■ PROBLEM TO SOLVE ■
How many lines in the items below contain the string "loop"? Reply with the number only.

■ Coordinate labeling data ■
_ _ _ _ _ _ _
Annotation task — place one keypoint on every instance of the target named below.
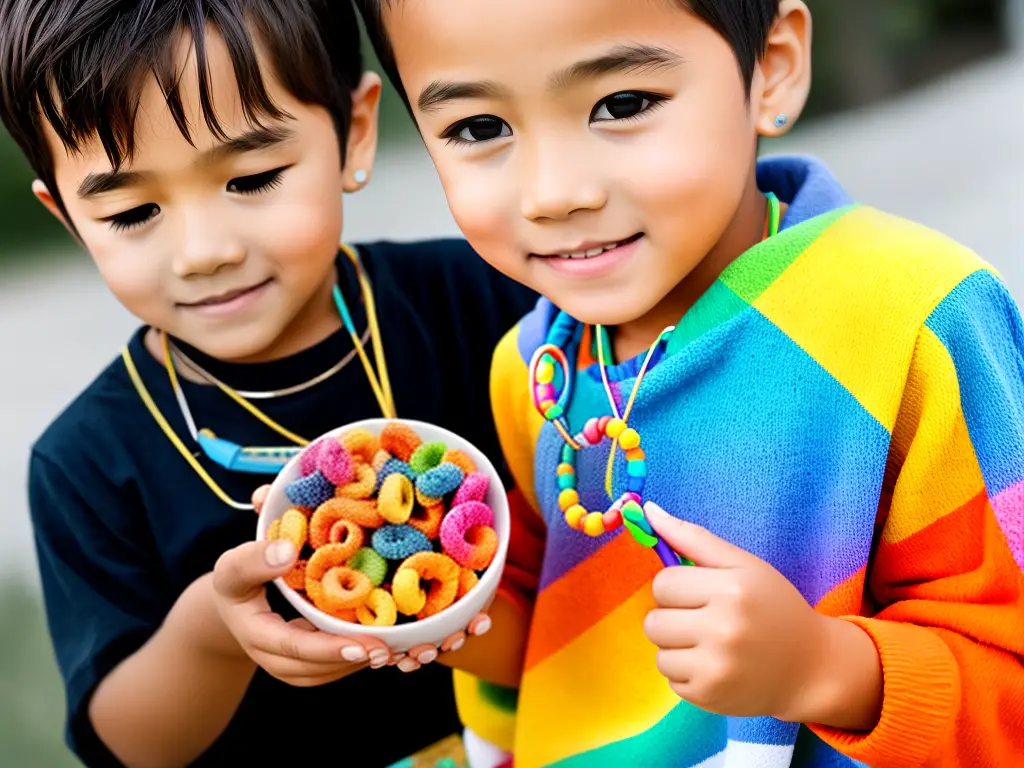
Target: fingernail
(353, 653)
(280, 553)
(482, 627)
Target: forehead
(467, 37)
(157, 135)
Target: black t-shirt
(123, 524)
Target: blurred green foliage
(31, 695)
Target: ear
(361, 145)
(784, 72)
(43, 196)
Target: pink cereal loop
(335, 463)
(457, 523)
(307, 460)
(473, 488)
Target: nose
(561, 179)
(210, 243)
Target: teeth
(588, 254)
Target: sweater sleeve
(488, 710)
(946, 578)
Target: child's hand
(379, 654)
(734, 637)
(293, 651)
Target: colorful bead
(614, 427)
(629, 439)
(545, 371)
(593, 524)
(568, 498)
(612, 519)
(574, 515)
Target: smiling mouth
(591, 252)
(226, 297)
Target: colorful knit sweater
(847, 402)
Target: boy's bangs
(96, 90)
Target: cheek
(482, 204)
(301, 229)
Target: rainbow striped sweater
(846, 402)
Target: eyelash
(653, 100)
(253, 184)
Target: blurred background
(918, 105)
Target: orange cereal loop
(330, 585)
(294, 527)
(399, 440)
(361, 444)
(330, 513)
(483, 547)
(363, 486)
(428, 520)
(296, 578)
(467, 580)
(439, 571)
(460, 459)
(378, 610)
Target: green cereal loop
(641, 536)
(427, 456)
(371, 564)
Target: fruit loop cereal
(389, 528)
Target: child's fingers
(671, 629)
(259, 497)
(270, 635)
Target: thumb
(243, 571)
(693, 542)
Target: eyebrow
(258, 138)
(622, 58)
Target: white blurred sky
(949, 156)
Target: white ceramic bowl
(434, 629)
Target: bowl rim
(375, 425)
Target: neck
(745, 230)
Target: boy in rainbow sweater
(817, 406)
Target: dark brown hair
(743, 24)
(81, 65)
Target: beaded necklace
(551, 388)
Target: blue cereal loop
(309, 492)
(440, 480)
(399, 542)
(390, 467)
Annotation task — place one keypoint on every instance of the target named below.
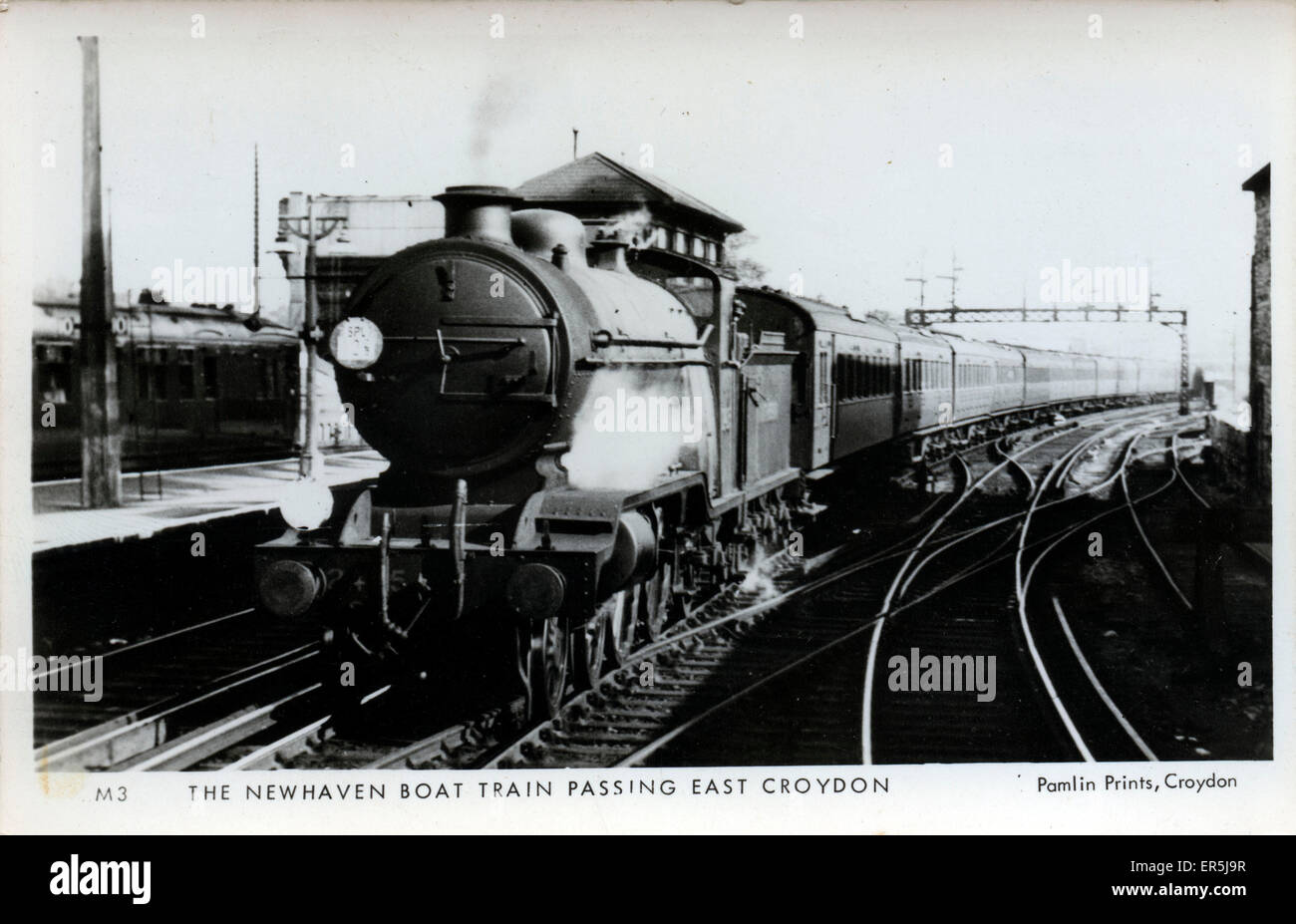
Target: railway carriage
(582, 446)
(194, 387)
(845, 374)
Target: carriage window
(151, 372)
(210, 380)
(55, 372)
(266, 377)
(184, 367)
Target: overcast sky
(1118, 151)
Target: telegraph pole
(100, 423)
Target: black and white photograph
(842, 416)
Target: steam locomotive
(582, 448)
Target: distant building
(376, 227)
(612, 197)
(1260, 440)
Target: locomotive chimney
(479, 211)
(609, 254)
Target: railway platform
(177, 497)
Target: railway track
(737, 657)
(730, 651)
(161, 689)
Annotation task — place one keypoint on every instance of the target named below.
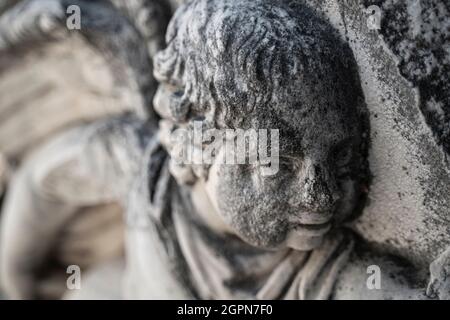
_ _ _ _ _ _ _
■ OUTPUT FOR THIS EXERCISE ■
5